══ AUSGANGSTEXT ══

Pubertät während der Pandemie – ist das überhaupt möglich?

Ein Interview im Zeit-Magazin mit der Entwicklungsneuropsychologin Anja Karlmeier macht darauf aufmerksam, dass Jugendliche, die im Entwicklungsstand der frühen Pubertät sind, durch die Corona Krise vermehrt psychische Folgen davontragen können (https://www.zeit.de/gesellschaft/familie/2020-07/kinder-corona-krise-psychische-folgen-entwicklungspsychologie).

═══
══ VERFÜGBARE DATEN ══

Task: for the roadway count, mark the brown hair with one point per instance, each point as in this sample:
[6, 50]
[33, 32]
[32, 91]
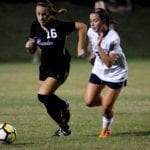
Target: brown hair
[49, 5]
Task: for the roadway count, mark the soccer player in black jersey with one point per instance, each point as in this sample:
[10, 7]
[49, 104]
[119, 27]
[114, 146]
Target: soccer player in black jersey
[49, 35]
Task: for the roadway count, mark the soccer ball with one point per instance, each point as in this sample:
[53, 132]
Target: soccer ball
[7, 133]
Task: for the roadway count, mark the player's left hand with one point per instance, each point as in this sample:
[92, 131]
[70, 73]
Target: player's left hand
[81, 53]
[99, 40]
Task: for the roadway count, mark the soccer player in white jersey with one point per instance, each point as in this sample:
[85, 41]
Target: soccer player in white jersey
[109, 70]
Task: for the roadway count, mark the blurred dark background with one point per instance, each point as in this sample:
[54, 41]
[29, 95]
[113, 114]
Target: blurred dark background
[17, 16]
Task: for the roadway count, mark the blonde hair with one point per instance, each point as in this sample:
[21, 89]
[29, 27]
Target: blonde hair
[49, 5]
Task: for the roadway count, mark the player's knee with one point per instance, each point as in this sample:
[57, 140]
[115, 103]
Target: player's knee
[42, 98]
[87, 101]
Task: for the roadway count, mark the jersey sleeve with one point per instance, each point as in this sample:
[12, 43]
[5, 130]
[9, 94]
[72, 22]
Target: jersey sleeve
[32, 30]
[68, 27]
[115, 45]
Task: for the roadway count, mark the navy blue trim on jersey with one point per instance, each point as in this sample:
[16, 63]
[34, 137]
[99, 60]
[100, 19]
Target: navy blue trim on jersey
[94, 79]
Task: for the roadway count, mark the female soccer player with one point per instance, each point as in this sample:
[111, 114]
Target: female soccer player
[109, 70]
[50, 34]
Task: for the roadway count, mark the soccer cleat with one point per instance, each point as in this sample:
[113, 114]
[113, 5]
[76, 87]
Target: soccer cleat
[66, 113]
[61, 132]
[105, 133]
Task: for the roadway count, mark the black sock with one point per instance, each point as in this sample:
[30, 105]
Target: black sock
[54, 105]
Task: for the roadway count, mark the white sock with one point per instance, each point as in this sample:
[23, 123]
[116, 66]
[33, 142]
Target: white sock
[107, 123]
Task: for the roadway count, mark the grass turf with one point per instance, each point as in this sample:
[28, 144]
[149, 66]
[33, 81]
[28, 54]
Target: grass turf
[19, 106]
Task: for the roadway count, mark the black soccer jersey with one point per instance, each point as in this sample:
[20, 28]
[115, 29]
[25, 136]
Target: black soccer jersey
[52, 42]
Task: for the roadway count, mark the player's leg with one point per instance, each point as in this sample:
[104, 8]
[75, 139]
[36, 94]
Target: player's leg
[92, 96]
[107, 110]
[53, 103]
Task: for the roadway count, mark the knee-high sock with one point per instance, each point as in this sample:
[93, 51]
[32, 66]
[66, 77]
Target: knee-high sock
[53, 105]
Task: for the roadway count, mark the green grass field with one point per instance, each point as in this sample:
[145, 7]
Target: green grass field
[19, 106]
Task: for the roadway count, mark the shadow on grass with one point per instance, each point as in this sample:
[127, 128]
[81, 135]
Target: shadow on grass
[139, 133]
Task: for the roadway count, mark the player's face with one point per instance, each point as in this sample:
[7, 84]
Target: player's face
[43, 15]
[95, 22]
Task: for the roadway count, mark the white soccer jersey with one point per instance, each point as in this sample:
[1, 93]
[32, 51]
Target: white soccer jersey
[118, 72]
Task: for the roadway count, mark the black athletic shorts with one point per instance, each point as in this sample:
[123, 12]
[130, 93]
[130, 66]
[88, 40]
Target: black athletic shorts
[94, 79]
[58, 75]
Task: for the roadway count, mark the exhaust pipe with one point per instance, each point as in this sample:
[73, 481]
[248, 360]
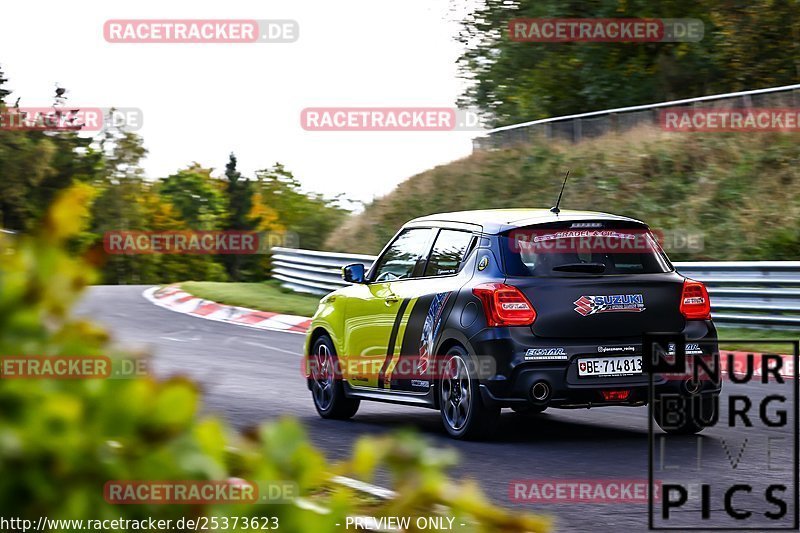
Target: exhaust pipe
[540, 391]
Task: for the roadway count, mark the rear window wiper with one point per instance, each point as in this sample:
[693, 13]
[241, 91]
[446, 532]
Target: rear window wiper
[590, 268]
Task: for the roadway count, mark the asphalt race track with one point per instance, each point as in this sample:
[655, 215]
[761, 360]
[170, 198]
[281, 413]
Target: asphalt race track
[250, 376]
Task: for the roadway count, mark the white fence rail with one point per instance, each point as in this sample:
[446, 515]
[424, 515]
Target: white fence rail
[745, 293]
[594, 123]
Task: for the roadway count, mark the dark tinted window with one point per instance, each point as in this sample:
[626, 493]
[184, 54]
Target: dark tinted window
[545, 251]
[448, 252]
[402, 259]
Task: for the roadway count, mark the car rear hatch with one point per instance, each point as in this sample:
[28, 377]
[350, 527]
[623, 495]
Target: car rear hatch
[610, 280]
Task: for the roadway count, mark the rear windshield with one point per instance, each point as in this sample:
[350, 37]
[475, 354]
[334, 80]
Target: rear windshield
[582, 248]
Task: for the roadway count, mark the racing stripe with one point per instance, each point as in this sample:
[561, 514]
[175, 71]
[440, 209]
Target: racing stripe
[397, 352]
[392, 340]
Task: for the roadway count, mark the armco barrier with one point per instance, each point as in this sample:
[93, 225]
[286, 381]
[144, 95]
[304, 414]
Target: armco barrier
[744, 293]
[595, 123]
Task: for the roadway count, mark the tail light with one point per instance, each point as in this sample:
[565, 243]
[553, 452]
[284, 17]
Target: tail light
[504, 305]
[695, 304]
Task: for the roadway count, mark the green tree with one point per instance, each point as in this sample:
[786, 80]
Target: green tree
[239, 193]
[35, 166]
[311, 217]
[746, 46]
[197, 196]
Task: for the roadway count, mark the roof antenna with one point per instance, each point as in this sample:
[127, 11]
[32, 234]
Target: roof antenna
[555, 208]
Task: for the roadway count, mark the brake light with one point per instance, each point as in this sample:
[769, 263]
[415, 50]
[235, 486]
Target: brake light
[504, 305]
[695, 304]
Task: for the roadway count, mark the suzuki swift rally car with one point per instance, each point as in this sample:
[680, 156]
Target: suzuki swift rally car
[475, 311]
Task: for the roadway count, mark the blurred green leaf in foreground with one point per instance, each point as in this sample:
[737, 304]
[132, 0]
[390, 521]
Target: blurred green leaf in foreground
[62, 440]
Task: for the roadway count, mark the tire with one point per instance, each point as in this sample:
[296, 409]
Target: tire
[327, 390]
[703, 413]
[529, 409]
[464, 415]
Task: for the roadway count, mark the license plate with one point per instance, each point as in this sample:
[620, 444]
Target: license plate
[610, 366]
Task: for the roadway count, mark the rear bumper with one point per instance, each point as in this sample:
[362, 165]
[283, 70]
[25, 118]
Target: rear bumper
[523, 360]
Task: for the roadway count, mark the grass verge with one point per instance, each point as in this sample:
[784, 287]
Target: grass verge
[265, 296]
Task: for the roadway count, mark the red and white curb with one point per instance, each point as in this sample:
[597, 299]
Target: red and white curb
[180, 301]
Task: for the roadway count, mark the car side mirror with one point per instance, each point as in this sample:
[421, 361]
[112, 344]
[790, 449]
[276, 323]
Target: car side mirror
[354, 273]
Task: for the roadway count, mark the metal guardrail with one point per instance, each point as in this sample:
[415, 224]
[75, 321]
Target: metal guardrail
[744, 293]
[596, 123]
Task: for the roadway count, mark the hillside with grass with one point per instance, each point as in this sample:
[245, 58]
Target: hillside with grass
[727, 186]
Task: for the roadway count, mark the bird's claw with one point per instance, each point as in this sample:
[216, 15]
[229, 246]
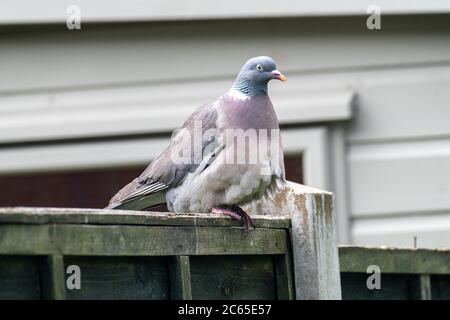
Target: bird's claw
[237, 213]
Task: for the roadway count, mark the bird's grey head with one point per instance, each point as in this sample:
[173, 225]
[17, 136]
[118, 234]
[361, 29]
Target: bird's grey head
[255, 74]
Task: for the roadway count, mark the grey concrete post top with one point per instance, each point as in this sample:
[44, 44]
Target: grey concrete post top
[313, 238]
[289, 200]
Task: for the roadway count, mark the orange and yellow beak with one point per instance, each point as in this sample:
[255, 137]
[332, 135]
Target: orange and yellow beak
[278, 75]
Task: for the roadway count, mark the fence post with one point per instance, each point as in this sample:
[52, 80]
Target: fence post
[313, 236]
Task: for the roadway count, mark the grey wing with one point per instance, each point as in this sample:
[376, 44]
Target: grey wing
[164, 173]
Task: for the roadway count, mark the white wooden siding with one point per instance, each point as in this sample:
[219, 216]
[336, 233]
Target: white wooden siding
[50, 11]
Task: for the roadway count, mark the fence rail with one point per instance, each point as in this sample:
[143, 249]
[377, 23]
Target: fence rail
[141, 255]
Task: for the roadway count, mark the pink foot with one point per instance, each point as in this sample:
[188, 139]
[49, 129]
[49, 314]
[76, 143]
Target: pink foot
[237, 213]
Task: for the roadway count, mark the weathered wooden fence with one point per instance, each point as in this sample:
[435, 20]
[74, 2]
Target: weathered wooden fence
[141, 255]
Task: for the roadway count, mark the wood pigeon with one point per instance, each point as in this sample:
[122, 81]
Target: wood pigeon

═══

#### [AUFGABENSTELLUNG]
Schreiben Sie die Fortsetzung des Textes über die Pubertät während der Corona-Pandemie, unmittelbar im Anschluss an seinen letzten Satz. Die Daten stammen aus einer anderen Quelle als der Text.

#### [LÖSUNG]
Die Phase des Ablösens von den Eltern, den Drang, eigene Entscheidungen zu treffen und selbstständiger zu werden, das sind Dinge, die die meisten Jugendlichen in ihrer Pubertät erfahren wollen. Doch wie stellt man dies an, wenn man mehrere Monate zu Hause verbringen soll, seine Freunde und sein soziales Umfeld nur beschränkt kontaktieren kann und keine Möglichkeiten bekommt, neue Dinge zu erleben? So hat die Corona Pandemie die Jugendlichen eingeschränkt und das kann Folgen haben.

Mona Paul (Von Studierenden für Studierende)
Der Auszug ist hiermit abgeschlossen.